Task list:
1. From the text on preteen and teen mental health, quote the passage that opens with the words containing "Big feelings are" and closes with "in tough moments.".
2. In the text on preteen and teen mental health, which two sources are named as able to offer initial resources to a parent who is unsure how to find mental health support?

Excerpted text:
____________
While every preteen and teen is different, there are some things that hold true for all of them when it comes to mental health. Read on to learn what you need to know to support your preteen or teenager’s mental health. 

Big feelings are normal 

Preteens and teenagers are people. And, just like all people, it’s normal for them to experience a range of emotions. Often these big feelings may seem exaggerated or outsized to the adults in their life but it’s important to remember that the feelings they are experiencing are valid even if you (or any other adult) doesn’t feel like the situation that is spurring those feelings is a big deal. 

Next time your teen is feeling angry, frustrated, embarrassed, or upset, do your best to listen to them express their feelings without offering any judgment about the situation that brought them on. Validate what they are feeling, even if it seems out of proportion to you. They need to know someone is on their team in tough moments.

Managing big feelings is a skill

While experiencing big feelings is an innate part of being a human, possessing the skills to manage those big feelings is not. Managing and expressing feelings is a skill that must be learned and most preteens and teens will need to practice managing their feelings many, many times, before they are able to do so with adult maturity. 

Talking explicitly about how to manage and express feelings, modeling the healthy expression of feelings, and providing lots of coaching and support can help your teen develop the skills they’ll need to function well as an adult. 

There’s nothing wrong with seeking therapy

Often, parents worry about whether things are normal but don’t seek out additional support because they’re not sure if their teen “really needs” therapy or not. The great thing about therapy though is that it can be helpful to nearly everyone! In past generations, therapy was often thought of as something that only people in crisis need or as a last-resort when parents didn’t know what else to do. Now, therapy is much more socially accepted as something that everyone and anyone can benefit from. If you’ve wondered if your teen could benefit from therapy, don’t hesitate to sign up and find out! If you’re unsure how to navigate finding mental health support, their primary care provider or school should have initial resources for you.

The basics of mental health are true for preteens and teenagers too

Most adults know the mental health basics; that things like eating well, staying hydrated, getting outside, moving your body, avoiding overusing social media, and seeking out meaningful connections can help you feel good and stay well. These basic things tend to hold true for preteens and teenagers as well. Let your kid see you taking good care of your mental health and explicitly call out when you are doing something to support your mental health so that they begin to learn what self-care really means and how to prioritize it.
____________
Data block:
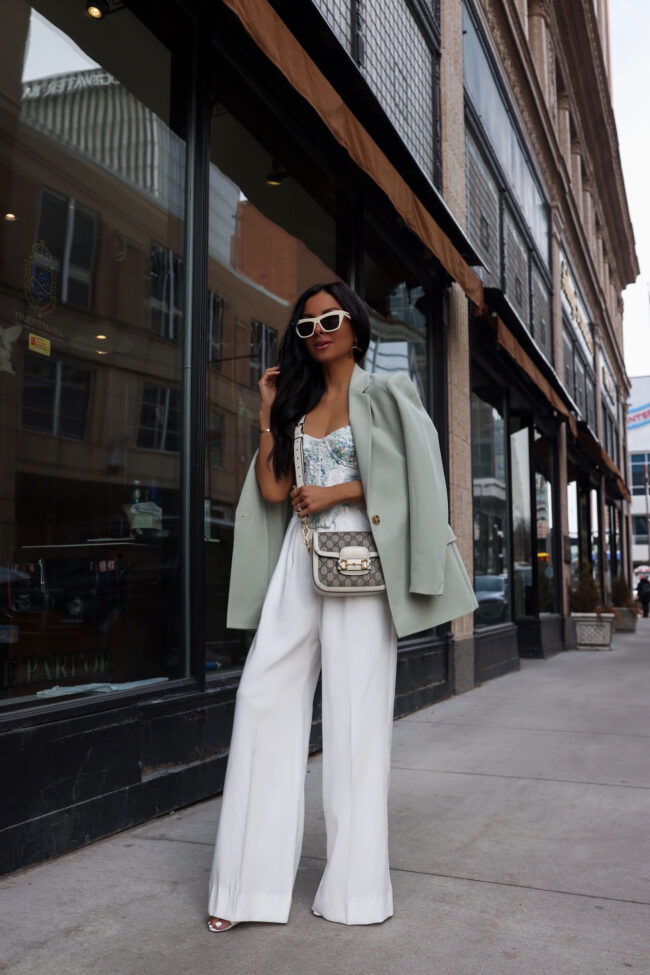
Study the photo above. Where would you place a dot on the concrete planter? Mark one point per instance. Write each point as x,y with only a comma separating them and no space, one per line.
____________
Solutions by task:
1.
Big feelings are normal 

Preteens and teenagers are people. And, just like all people, it’s normal for them to experience a range of emotions. Often these big feelings may seem exaggerated or outsized to the adults in their life but it’s important to remember that the feelings they are experiencing are valid even if you (or any other adult) doesn’t feel like the situation that is spurring those feelings is a big deal. 

Next time your teen is feeling angry, frustrated, embarrassed, or upset, do your best to listen to them express their feelings without offering any judgment about the situation that brought them on. Validate what they are feeling, even if it seems out of proportion to you. They need to know someone is on their team in tough moments.

2. The teen's primary care provider or school.